-------- Data for the task --------
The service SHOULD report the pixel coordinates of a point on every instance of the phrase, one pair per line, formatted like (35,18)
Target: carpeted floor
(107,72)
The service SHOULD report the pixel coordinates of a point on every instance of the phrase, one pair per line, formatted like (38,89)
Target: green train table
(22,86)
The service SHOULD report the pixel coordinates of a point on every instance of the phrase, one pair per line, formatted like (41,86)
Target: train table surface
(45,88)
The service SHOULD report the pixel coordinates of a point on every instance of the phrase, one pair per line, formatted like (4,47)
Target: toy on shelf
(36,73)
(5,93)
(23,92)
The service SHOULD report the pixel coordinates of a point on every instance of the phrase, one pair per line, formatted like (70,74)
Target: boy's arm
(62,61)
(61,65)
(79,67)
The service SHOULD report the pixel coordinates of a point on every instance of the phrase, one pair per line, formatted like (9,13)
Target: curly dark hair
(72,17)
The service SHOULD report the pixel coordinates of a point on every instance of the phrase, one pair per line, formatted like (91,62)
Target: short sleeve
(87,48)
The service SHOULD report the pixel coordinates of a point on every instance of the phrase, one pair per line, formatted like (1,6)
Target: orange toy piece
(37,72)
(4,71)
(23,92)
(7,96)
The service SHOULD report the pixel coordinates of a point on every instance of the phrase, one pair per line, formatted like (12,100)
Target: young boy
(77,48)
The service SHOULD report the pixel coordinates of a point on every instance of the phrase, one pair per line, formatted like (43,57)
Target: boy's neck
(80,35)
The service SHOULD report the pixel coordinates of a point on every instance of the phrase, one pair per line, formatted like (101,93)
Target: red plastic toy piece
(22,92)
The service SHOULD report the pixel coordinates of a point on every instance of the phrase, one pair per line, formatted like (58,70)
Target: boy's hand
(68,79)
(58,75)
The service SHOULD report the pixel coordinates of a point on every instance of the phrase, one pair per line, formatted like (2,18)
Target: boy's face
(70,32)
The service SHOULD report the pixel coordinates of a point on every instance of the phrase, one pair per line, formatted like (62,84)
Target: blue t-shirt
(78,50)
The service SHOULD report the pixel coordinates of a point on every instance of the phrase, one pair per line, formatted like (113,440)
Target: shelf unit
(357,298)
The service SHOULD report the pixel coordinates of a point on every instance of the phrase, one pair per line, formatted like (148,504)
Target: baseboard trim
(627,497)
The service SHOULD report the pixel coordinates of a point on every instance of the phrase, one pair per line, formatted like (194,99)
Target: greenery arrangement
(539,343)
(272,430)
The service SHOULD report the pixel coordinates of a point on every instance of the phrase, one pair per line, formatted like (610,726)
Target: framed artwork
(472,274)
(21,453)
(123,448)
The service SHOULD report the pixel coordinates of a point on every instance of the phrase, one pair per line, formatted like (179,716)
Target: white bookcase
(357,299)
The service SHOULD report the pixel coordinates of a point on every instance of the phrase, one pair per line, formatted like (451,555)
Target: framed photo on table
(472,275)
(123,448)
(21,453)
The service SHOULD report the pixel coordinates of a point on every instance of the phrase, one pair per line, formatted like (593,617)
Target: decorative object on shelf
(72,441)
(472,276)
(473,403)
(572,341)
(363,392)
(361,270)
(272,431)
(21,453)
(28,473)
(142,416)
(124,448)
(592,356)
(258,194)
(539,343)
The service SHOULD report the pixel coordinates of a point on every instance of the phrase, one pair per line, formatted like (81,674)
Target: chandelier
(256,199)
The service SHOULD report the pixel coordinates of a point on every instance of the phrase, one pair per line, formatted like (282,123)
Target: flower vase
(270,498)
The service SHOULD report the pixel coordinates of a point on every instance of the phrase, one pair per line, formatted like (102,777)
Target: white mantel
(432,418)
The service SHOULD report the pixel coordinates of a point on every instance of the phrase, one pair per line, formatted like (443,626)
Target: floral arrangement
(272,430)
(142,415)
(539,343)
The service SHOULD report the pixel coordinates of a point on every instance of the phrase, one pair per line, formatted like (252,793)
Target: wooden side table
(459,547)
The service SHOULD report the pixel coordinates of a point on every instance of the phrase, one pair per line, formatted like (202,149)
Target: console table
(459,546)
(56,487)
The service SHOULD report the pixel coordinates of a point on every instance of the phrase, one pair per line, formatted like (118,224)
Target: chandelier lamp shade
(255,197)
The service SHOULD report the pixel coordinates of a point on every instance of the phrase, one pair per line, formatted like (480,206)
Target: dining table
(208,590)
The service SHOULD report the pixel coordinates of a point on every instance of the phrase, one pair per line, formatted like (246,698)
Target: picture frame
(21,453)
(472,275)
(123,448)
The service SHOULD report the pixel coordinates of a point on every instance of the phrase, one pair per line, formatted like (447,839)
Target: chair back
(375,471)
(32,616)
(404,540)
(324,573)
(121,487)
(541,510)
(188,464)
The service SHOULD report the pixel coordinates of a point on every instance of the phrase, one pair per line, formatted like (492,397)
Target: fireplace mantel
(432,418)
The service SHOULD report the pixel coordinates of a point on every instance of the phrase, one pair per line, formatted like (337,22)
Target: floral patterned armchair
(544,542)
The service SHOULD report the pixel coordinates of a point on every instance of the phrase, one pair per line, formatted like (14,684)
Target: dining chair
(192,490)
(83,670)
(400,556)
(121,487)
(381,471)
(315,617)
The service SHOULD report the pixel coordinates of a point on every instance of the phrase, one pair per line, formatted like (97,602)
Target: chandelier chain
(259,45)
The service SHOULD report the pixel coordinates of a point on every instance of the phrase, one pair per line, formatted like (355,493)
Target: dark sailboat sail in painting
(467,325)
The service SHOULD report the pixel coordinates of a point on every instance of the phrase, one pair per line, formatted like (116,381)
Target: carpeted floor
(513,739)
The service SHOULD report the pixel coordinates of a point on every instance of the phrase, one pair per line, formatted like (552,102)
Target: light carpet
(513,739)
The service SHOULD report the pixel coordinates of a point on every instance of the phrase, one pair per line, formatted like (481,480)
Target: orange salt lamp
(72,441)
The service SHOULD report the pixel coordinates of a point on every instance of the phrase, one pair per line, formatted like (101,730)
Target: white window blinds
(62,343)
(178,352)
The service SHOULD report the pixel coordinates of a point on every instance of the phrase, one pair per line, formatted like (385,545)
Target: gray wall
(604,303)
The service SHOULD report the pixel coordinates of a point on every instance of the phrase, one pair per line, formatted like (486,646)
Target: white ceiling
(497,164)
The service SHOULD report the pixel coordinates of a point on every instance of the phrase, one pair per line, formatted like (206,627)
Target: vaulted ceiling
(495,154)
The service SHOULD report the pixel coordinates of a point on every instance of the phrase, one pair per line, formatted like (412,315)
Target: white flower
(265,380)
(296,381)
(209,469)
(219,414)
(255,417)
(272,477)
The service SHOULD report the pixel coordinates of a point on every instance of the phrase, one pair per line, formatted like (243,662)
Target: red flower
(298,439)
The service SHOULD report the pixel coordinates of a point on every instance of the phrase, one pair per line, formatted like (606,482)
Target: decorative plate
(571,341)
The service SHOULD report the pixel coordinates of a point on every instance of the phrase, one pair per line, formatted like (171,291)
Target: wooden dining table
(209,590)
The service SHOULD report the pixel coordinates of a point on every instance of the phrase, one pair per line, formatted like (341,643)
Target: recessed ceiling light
--------
**What you need to do**
Take every line from the one containing "formatted like (206,627)" to the end of the listing and output it exactly, with nothing else.

**Response**
The service SHOULD report the pixel coordinates of a point on every instance of the phrase, one pair per line, formatted like (206,627)
Target: vaulted ceiling
(495,154)
The service SHOULD report the pixel coordinates of a point on every instance of the phrase, one pair per line, formatted like (412,315)
Target: white flower
(265,380)
(296,381)
(209,469)
(219,414)
(255,417)
(272,477)
The service SHOULD report the pixel coordinates of a point on every instance of the phrase, one pair per line, formatted like (243,662)
Target: red flower
(298,439)
The service SHOULD report the pixel coordinates of a point on every instance of the phrase, one pair per line, formatted like (606,482)
Target: decorative plate
(571,341)
The service SHOULD report the pixel coordinates of a point on every instance of the phrase, one pair per line, formatted like (171,291)
Target: wooden dining table
(209,590)
The service SHOULD report the pixel coordinates of a point on every instance of the phrase, one pair per line, formatted like (341,643)
Target: recessed ceiling light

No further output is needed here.